Page extract:

*** Block opens ***

May is Lyme Disease Awareness Month

May 4, 2017
Posted in: Lyme Disease | Reading Time: 7 minutes

Last May, I was on my way off treatment for Lyme Disease and Co-infections. I was also practicing yoga again. By fall things went downhill. By December I couldn't get out of bed. Four years after starting treatment it’s the same thing but different pill jars. Finding new pill containers is my idea of indulging. Typical pill boxes can’t hold all my meds for a single day. For a while, I used empty spice jars which work fantastically. When I found these cute color-coded lid jars and well, I just couldn't resist. To a Lymie, a new pill box is like buying this season's designer purse, but cheaper.

I haven't been able to talk or write much about this last relapse as it's been so disheartening. I'm back on heavy meds and herbs for Babesia and I added back a daily shot of Rocephin in the butt.  Mr. Wild Dingo used to give me the shots. Then he complained that pushing the syringe hurt his wee little thumb. Apparently, Lyme disease hurts him more than it hurts me! Sigh. So now I do my own shots. It doesn't hurt but because Rocephin bruises the butt faster and more than bicillin, over time it leaves little room for adding another shot the next day. So it's a challenge to get a shot in after 2 weeks of doing it.

Having Lyme feels like a long slow torture to the grave. I watch the world go by on Social Media and the most I can do is find adventures in my garden and walk my dogs. Frustrating for a once active athlete and social butterfly. But it's something and certainly more than what many Lymies can do. In this limited lifestyle, I’m grateful.

I will say this: my herxheimer reactions to the meds and die off are much less severe. I have some really good days. I have some days I'm sofa bound. So I do believe I'm progressing. I do not have joint pain anymore. I don't need to pee every 20 minutes or 8 times per night because Lyme and co-infections are no longer in my kidneys. I can write and dog walk. I can go out to dinner now and then on good days, but it usually takes a lot of effort on my part and Mr. Wild Dingo's part. We had company a couple weeks ago and I made huge dinner, and worked 5 hours in the kitchen. To do that, he had to walk the dogs for me and do some other chores to help me be able to host. I also did no meds that day just so I could appear normal. So yes, being normal takes a lot of effort. But at least I get to do that. My main issues today are Babesia-related: muscle weakness, POTS, losing consciousness when I stand up, breathing difficulty (I can sound like I ran a marathon just climbing the stairs or after 20 minutes of gardening), and of course, brain pain, migraines and various types of headaches. Still, everything is much less severe so it's progress for me. Slow but forward.

In my personal life, Lyme is becoming an epidemic just in my small circle of friends. I get a regular influx of emails and FB messages from friends I haven't seen in years (thanks to Lyme) telling me they've been diagnosed and need advice. The truth is, it is an epidemic world wide. Here's a fantastic article written by a Lymie who will be addressing some important questions surround the disease. He's writing every day about the Lyme disease epidemic. Check out his articles. They are fantastic!

*** Block closes ***

Problems to solve:
1) In the Lyme disease post, what daily shot did the writer add back during the relapse?
2) Continue the Lyme disease post from its final sentence.

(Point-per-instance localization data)

*** Block opens ***

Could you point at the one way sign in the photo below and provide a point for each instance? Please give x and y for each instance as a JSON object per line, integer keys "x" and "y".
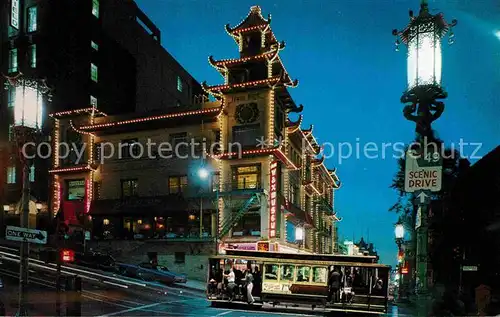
{"x": 25, "y": 234}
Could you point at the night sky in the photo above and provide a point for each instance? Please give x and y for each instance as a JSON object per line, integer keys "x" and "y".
{"x": 351, "y": 80}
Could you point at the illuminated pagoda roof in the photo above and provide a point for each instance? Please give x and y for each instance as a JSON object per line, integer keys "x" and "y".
{"x": 266, "y": 53}
{"x": 254, "y": 20}
{"x": 425, "y": 22}
{"x": 176, "y": 116}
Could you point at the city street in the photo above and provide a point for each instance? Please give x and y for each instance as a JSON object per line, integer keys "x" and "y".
{"x": 98, "y": 301}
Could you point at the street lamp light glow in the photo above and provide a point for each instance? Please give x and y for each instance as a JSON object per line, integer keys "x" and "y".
{"x": 399, "y": 231}
{"x": 424, "y": 57}
{"x": 28, "y": 107}
{"x": 299, "y": 234}
{"x": 203, "y": 173}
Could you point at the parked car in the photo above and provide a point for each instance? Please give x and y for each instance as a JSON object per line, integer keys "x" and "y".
{"x": 150, "y": 272}
{"x": 96, "y": 260}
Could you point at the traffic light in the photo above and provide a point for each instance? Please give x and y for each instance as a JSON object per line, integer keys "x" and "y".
{"x": 67, "y": 255}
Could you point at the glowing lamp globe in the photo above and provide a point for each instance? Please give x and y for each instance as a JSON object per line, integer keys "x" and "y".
{"x": 423, "y": 37}
{"x": 399, "y": 231}
{"x": 203, "y": 173}
{"x": 299, "y": 234}
{"x": 28, "y": 107}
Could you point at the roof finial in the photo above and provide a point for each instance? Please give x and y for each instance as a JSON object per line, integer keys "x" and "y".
{"x": 255, "y": 9}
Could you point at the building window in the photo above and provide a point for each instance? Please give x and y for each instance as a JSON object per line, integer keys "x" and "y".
{"x": 75, "y": 189}
{"x": 129, "y": 148}
{"x": 215, "y": 181}
{"x": 13, "y": 60}
{"x": 32, "y": 173}
{"x": 246, "y": 136}
{"x": 180, "y": 257}
{"x": 11, "y": 97}
{"x": 32, "y": 55}
{"x": 32, "y": 19}
{"x": 11, "y": 132}
{"x": 246, "y": 177}
{"x": 93, "y": 101}
{"x": 177, "y": 184}
{"x": 93, "y": 72}
{"x": 95, "y": 8}
{"x": 179, "y": 84}
{"x": 11, "y": 175}
{"x": 129, "y": 188}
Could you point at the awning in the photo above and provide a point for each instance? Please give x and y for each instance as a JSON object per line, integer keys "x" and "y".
{"x": 296, "y": 214}
{"x": 139, "y": 206}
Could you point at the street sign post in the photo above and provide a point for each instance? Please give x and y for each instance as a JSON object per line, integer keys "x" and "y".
{"x": 25, "y": 234}
{"x": 423, "y": 171}
{"x": 423, "y": 175}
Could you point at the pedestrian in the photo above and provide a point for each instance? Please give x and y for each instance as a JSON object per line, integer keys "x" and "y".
{"x": 249, "y": 283}
{"x": 230, "y": 284}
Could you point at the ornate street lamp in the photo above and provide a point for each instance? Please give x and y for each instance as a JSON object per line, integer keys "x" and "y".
{"x": 399, "y": 232}
{"x": 204, "y": 174}
{"x": 423, "y": 37}
{"x": 28, "y": 116}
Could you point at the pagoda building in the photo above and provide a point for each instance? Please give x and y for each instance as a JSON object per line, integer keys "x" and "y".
{"x": 275, "y": 192}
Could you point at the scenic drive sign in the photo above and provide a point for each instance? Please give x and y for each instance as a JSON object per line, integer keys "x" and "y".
{"x": 423, "y": 172}
{"x": 22, "y": 234}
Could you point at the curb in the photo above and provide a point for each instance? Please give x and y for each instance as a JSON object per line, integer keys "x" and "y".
{"x": 197, "y": 290}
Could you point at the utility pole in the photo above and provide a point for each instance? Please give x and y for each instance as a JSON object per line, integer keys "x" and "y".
{"x": 23, "y": 268}
{"x": 423, "y": 36}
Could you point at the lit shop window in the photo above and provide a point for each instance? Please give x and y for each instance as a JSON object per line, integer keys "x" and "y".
{"x": 93, "y": 72}
{"x": 32, "y": 173}
{"x": 32, "y": 55}
{"x": 11, "y": 175}
{"x": 179, "y": 83}
{"x": 93, "y": 101}
{"x": 32, "y": 19}
{"x": 95, "y": 8}
{"x": 13, "y": 60}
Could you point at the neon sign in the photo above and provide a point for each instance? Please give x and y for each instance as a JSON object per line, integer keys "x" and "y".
{"x": 273, "y": 198}
{"x": 14, "y": 14}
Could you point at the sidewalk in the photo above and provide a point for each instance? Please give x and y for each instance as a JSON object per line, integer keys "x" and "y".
{"x": 193, "y": 285}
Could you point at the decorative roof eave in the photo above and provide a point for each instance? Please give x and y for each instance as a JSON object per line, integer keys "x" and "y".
{"x": 217, "y": 89}
{"x": 74, "y": 169}
{"x": 333, "y": 175}
{"x": 77, "y": 112}
{"x": 253, "y": 20}
{"x": 220, "y": 64}
{"x": 318, "y": 162}
{"x": 296, "y": 109}
{"x": 294, "y": 125}
{"x": 308, "y": 131}
{"x": 208, "y": 111}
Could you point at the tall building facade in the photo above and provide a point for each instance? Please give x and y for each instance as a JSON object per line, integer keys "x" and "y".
{"x": 235, "y": 173}
{"x": 104, "y": 54}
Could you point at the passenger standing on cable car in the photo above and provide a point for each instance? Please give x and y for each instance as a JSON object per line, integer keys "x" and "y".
{"x": 230, "y": 284}
{"x": 257, "y": 280}
{"x": 249, "y": 283}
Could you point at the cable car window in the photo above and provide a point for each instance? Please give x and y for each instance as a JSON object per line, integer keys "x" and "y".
{"x": 271, "y": 272}
{"x": 320, "y": 274}
{"x": 303, "y": 273}
{"x": 287, "y": 272}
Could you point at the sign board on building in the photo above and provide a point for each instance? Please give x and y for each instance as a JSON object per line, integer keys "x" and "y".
{"x": 24, "y": 234}
{"x": 469, "y": 268}
{"x": 273, "y": 199}
{"x": 14, "y": 14}
{"x": 423, "y": 171}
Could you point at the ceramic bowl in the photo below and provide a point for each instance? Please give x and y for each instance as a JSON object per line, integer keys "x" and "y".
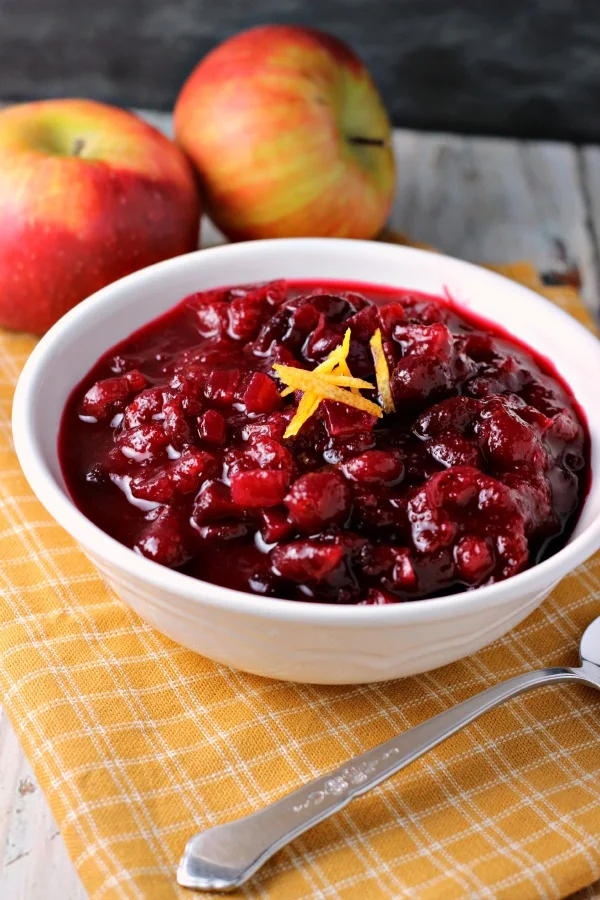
{"x": 301, "y": 641}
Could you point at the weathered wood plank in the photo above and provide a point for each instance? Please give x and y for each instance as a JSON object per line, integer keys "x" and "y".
{"x": 494, "y": 200}
{"x": 481, "y": 199}
{"x": 590, "y": 174}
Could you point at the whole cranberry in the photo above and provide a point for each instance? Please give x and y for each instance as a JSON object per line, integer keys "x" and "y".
{"x": 212, "y": 427}
{"x": 306, "y": 561}
{"x": 375, "y": 467}
{"x": 474, "y": 559}
{"x": 317, "y": 499}
{"x": 261, "y": 394}
{"x": 107, "y": 397}
{"x": 258, "y": 487}
{"x": 163, "y": 540}
{"x": 213, "y": 503}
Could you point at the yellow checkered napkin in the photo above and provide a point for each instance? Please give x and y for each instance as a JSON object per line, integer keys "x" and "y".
{"x": 138, "y": 743}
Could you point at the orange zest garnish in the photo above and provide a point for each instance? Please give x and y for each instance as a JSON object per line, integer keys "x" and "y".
{"x": 331, "y": 380}
{"x": 382, "y": 373}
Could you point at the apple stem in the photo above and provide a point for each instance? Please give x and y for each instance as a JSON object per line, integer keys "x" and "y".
{"x": 371, "y": 142}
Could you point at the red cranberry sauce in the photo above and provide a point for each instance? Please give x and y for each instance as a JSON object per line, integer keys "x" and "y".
{"x": 174, "y": 445}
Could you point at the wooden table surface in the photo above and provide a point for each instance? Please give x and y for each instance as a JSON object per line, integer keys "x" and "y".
{"x": 483, "y": 199}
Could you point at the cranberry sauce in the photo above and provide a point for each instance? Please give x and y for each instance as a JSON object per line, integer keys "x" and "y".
{"x": 174, "y": 445}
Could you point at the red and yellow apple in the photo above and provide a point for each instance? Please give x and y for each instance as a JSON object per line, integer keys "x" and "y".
{"x": 88, "y": 193}
{"x": 289, "y": 136}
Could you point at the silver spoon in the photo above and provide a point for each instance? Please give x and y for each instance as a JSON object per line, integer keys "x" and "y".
{"x": 226, "y": 856}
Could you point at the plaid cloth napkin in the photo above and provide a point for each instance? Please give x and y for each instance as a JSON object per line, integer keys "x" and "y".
{"x": 139, "y": 743}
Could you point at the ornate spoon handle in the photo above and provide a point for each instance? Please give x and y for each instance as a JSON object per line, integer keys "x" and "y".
{"x": 224, "y": 857}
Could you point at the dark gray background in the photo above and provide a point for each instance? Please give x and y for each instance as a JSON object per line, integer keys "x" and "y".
{"x": 516, "y": 67}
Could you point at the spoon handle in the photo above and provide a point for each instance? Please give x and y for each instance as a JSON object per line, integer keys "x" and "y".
{"x": 224, "y": 857}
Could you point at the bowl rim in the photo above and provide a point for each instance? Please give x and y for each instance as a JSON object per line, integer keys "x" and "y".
{"x": 101, "y": 545}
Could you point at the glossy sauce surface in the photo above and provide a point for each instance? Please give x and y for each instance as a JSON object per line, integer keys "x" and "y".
{"x": 173, "y": 444}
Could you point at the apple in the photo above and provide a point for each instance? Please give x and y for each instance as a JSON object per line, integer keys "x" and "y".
{"x": 289, "y": 136}
{"x": 88, "y": 193}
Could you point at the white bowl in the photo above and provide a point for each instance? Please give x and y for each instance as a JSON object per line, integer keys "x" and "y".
{"x": 300, "y": 641}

*** Block closes ***

Answers given:
1) A daily shot of Rocephin.

2)
My question (not mentioned in this article) that I need people to think about is this: The IDSA and CDC both claim that Lyme disease is hard to catch, easy to diagnose, easy to cure. But if that's true, why are they in such a rush to produce a vaccine? Seriously, ask yourselves that question. There are some early medical publications in 1980's produce by the same scientists who make that very claim today, that conclude that if this disease goes untreated, it can lead to chronic illness AND neuroborreliosis. Later on, those same scientists changed their tune when laws were passed to allow corporations to patent pathogen DNA for future vaccine development. This led to scientists hording knowledge rather than sharing all in the name of a making a buck and thus leading our country into an informal type of Tuskegee experiment. (Click the link and prepared to be horrified by what our government is capable of. The author addresses this in one of his many articles this month.) In other words, they kept the definition of what Lyme disease is to a positive ELISA test (which has a 50% false negative) AND a known bulls eye rash (not necessarily shown in most Lyme cases). This allowed hundreds of thousands of people to go undiagnosed for years allowing the disease to progress and people to become disabled. The CDC does NOT have the public's back when it comes to health care.

So, what can you do to help?

  1. Spread awareness: share any news stories about the illness. Share posts about how to recognize symptoms early on so you or your friends don't end up permanently disabled from something that should be treated immediately.
  2. Make a tax-deductible donation to charity that supports chronic Lyme disease such as ILADS who is leading the charge in helping patients recover most or all of their lives, LymeLight Foundation, which gives grants to children of families who cannot afford treatment (because insurance won't cover it), Lymedisease.org, Global Lyme Alliance or NatCapLyme. They are all excellent foundations for tax deductible donations.
  3. Take part of the Lyme Disease Challenge I'll be doing the challenge later this month but you can get started too. Take a lime bite, take a photo of your best lime bite sour puss face and post it on social media with a fact and tag a friend to do the challenge.

Here's what's NOT helpful:

  1. Treatment solutions if you have no experience in Lyme disease or you are not a doctor, a nurse, a scientist. More often times than not, I will at least look up your reference but most of the time, it has no bearing on my illness nor a possibility of working.
  2. Denying to my face or on social media that Lyme disease does not exist.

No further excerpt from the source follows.